• [Work to do] Reproduce character for character the part of the rows below that opens with the line containing "target: mountain ridge" and closes with the line containing "task: segment each instance of the mountain", including both of those lines. Output only those lines.

• [Material for this task]
+++++

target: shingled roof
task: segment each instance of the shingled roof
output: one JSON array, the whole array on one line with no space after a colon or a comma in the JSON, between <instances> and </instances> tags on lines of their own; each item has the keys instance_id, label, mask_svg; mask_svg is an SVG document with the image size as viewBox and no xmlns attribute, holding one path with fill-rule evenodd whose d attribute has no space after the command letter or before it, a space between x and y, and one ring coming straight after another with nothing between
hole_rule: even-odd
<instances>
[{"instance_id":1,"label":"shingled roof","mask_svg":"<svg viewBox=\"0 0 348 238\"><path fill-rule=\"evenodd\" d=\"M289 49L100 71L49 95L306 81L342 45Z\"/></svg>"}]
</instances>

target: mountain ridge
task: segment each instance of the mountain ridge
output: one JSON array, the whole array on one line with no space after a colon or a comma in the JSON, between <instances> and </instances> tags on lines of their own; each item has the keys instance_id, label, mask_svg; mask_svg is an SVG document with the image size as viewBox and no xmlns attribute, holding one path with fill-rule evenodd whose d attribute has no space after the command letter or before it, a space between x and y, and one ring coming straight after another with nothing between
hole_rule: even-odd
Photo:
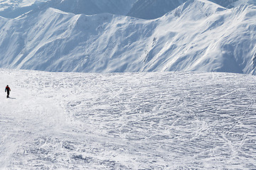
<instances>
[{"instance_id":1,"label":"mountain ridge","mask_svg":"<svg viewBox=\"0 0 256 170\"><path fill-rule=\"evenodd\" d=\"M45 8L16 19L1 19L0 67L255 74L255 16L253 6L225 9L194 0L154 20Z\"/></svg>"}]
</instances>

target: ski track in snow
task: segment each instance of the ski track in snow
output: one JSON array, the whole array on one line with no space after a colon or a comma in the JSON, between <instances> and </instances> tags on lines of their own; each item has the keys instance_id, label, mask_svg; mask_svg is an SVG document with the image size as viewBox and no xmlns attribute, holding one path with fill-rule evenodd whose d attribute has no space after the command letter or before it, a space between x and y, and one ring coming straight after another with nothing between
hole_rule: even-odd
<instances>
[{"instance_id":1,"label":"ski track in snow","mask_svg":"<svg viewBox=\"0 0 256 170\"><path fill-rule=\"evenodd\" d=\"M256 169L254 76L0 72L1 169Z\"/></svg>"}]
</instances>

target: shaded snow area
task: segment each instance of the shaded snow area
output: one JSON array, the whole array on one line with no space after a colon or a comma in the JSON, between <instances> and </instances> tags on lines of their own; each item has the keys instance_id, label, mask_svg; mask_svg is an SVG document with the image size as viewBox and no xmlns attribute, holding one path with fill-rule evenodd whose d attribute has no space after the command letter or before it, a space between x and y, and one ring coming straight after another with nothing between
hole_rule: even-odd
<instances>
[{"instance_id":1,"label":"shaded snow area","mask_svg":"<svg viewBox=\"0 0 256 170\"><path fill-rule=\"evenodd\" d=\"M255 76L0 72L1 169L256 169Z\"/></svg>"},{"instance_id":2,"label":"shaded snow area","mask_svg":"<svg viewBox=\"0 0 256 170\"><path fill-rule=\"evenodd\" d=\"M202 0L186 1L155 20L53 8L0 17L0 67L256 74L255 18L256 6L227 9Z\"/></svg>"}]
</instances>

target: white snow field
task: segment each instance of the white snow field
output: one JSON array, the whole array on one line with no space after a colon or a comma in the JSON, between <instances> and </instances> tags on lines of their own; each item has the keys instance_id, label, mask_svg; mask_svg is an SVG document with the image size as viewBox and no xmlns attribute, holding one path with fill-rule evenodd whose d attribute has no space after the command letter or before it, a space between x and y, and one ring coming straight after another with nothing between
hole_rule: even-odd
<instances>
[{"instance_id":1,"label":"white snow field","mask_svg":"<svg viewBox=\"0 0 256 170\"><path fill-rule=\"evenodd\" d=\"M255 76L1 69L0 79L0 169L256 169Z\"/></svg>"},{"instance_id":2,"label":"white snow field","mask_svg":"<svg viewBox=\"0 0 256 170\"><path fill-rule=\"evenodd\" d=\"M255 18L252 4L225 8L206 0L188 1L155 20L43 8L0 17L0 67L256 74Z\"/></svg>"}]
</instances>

+++++

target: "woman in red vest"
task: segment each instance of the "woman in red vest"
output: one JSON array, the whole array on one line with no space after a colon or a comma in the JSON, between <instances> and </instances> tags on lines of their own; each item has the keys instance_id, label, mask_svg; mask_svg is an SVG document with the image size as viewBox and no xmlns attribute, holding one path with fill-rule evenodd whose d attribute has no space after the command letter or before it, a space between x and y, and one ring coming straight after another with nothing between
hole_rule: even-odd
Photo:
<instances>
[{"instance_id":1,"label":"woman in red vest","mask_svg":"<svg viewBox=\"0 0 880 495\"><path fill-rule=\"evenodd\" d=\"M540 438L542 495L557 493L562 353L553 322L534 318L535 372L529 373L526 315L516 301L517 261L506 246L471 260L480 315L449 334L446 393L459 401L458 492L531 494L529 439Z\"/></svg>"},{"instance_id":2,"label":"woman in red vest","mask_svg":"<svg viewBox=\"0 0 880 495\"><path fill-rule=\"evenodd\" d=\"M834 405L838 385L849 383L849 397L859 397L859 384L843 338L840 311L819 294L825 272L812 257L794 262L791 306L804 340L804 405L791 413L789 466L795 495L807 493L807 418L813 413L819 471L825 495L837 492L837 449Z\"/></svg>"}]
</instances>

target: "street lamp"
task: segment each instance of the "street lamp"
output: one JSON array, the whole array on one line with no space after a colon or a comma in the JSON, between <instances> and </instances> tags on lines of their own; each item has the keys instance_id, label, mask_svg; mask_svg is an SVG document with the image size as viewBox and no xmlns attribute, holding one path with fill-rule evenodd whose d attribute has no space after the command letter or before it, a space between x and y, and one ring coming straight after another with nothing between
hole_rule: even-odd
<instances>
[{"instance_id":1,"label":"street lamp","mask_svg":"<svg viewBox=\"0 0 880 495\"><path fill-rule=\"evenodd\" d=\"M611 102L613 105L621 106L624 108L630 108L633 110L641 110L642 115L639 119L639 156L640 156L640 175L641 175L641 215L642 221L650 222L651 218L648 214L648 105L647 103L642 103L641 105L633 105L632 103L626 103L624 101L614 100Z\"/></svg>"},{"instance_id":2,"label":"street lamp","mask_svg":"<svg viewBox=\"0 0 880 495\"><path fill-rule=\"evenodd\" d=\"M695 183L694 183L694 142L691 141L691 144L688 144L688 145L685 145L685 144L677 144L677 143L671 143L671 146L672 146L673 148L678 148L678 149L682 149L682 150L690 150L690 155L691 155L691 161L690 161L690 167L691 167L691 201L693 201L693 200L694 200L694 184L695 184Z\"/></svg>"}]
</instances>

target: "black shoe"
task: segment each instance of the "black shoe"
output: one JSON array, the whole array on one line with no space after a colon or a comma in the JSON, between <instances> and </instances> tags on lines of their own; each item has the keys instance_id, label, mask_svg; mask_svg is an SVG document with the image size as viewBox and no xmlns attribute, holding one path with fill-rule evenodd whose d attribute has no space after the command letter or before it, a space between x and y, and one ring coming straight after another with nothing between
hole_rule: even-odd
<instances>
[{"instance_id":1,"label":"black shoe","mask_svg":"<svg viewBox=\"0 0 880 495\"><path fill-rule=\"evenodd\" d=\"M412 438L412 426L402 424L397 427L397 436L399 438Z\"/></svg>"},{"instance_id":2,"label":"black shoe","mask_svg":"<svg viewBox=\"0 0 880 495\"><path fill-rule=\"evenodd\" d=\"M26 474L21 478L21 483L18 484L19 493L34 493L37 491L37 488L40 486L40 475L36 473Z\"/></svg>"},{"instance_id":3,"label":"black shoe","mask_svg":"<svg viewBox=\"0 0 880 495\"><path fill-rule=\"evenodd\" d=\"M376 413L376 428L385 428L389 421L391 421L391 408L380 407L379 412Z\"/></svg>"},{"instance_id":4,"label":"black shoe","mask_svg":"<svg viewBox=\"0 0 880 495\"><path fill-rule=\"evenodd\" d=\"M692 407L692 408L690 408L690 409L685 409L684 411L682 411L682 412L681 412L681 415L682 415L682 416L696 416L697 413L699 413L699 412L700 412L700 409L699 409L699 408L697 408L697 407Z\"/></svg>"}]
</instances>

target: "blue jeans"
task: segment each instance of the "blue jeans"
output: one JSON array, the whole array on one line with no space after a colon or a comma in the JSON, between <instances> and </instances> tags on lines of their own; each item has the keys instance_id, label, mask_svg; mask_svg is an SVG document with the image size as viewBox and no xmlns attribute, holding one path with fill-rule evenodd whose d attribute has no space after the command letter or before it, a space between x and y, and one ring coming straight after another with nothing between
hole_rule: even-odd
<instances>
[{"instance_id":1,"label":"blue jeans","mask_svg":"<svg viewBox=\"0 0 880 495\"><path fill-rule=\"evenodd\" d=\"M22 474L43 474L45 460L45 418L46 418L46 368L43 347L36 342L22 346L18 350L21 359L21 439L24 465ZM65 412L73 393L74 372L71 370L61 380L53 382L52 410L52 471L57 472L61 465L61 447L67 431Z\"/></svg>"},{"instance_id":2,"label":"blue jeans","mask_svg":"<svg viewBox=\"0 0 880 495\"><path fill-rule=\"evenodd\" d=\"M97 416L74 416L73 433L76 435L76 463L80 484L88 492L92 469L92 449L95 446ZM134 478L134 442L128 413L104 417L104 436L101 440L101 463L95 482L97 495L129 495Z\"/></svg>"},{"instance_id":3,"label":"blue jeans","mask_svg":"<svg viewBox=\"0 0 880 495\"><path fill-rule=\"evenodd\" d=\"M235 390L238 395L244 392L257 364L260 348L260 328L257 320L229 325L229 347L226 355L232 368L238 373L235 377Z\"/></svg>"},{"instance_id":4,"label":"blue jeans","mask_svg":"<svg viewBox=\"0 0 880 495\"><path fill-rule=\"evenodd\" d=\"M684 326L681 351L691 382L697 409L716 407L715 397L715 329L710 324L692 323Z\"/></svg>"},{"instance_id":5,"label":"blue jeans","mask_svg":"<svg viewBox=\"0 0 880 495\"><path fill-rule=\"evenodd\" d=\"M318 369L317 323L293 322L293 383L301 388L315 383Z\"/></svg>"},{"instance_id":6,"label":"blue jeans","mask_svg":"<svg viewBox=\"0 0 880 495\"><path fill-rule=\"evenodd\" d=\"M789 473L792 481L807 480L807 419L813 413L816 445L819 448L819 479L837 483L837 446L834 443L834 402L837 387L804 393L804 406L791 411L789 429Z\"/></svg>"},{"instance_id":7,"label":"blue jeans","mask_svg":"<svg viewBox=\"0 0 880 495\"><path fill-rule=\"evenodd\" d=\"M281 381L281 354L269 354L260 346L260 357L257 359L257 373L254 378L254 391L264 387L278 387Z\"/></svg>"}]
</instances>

+++++

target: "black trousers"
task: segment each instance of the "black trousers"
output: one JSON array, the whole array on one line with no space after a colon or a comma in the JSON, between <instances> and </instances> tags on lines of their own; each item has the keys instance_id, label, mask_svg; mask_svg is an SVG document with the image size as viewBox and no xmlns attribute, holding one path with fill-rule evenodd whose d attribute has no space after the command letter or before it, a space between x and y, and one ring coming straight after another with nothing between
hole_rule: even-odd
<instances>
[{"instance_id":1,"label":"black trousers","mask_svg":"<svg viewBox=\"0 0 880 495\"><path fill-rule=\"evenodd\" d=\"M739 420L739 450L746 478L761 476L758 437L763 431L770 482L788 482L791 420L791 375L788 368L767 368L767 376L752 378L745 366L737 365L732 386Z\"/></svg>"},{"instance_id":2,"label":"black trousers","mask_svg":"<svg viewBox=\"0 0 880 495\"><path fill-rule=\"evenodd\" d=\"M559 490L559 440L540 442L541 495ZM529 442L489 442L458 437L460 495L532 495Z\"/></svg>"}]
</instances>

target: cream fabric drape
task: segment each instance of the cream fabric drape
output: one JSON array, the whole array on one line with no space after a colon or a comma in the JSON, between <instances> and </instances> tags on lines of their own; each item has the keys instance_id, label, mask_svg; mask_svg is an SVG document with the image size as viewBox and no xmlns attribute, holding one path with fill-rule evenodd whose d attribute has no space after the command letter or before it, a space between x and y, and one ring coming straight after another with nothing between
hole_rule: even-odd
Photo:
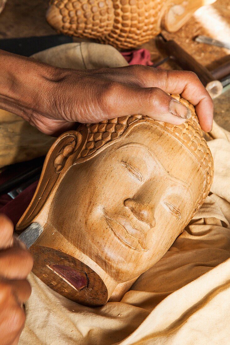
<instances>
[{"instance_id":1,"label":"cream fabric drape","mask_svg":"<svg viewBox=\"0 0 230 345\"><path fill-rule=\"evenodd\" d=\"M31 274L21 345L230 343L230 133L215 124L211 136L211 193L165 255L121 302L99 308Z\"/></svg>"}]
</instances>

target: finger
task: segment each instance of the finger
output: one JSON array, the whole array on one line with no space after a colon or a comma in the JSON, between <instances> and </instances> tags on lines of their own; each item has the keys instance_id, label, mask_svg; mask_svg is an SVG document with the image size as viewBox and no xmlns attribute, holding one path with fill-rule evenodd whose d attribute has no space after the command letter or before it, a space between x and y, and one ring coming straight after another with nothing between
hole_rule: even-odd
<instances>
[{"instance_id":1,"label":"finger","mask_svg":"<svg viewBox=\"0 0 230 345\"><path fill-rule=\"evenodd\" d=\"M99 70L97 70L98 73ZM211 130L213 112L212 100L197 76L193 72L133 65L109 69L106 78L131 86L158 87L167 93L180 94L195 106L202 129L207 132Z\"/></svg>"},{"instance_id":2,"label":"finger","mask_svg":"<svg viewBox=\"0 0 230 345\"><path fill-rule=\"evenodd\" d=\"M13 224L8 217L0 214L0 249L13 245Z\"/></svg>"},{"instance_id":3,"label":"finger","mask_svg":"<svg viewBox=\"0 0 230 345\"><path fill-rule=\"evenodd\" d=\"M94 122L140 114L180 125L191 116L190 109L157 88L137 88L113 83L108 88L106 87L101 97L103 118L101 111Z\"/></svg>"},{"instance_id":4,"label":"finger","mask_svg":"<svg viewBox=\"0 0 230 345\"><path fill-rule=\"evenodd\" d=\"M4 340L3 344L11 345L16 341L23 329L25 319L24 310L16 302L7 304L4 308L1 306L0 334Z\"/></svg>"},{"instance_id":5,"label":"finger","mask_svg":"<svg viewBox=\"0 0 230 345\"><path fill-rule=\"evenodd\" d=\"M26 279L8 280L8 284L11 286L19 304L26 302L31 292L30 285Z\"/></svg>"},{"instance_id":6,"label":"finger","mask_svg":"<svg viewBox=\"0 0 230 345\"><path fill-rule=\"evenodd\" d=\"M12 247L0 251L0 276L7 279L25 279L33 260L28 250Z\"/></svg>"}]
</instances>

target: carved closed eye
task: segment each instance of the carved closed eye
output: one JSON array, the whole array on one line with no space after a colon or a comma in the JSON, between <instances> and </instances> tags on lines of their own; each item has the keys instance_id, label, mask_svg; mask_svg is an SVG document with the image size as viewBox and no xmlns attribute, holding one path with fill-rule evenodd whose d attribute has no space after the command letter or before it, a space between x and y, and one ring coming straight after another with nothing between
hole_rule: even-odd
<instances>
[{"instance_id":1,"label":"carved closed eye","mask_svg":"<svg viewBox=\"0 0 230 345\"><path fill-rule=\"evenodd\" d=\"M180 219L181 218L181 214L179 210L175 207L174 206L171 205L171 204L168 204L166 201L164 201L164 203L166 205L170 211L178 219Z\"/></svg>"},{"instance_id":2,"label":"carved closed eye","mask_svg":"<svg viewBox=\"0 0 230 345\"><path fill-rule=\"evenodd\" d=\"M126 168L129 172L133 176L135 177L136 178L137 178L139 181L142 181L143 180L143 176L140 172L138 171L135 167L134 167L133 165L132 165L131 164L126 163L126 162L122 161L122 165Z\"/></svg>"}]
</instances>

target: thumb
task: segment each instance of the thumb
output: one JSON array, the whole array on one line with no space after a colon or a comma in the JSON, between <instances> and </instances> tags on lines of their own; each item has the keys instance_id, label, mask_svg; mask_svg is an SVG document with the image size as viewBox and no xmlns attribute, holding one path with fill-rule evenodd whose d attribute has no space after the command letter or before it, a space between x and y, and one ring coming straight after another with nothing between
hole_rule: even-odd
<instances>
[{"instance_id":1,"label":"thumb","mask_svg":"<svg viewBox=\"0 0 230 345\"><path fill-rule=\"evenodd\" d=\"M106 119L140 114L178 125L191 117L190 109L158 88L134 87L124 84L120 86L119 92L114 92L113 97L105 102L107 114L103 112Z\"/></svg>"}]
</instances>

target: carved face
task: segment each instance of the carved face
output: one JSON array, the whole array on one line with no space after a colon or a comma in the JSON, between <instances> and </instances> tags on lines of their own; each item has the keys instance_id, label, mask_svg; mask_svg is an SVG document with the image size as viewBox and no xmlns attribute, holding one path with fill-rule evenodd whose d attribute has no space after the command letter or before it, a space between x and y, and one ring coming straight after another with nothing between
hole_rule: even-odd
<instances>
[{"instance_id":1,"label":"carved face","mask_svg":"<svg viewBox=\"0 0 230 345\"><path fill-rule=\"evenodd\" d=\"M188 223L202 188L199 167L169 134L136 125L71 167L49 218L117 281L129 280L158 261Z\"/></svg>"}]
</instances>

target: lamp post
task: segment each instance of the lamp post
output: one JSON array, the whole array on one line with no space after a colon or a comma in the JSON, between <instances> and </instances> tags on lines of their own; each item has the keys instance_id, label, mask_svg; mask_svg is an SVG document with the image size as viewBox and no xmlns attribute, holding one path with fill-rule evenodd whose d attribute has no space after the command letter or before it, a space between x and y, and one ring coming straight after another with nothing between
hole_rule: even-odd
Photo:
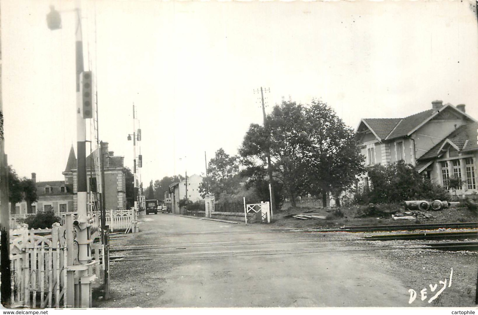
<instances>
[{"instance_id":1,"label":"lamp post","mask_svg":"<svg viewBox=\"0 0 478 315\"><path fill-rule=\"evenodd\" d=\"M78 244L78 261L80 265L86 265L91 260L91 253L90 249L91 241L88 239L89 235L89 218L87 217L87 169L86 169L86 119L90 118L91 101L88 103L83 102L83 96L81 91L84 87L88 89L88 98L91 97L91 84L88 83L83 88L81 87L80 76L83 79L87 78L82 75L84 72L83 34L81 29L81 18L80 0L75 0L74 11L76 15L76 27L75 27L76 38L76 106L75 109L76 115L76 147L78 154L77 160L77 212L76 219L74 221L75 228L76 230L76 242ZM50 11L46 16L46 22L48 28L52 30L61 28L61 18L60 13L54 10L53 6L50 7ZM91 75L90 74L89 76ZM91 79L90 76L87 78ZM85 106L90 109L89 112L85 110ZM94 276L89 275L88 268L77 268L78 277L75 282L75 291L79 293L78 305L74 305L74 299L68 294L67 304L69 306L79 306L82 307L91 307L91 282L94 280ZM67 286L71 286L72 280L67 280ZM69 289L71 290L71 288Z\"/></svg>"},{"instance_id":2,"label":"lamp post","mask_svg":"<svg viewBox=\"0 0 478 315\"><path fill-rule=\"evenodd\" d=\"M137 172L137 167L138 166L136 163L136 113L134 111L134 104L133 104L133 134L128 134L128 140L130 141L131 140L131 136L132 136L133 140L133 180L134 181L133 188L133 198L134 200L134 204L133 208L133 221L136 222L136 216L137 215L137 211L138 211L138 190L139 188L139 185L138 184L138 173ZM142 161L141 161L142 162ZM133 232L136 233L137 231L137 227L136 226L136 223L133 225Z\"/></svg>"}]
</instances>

+++++

• [In response]
target: mountain ridge
task: segment each instance of the mountain ridge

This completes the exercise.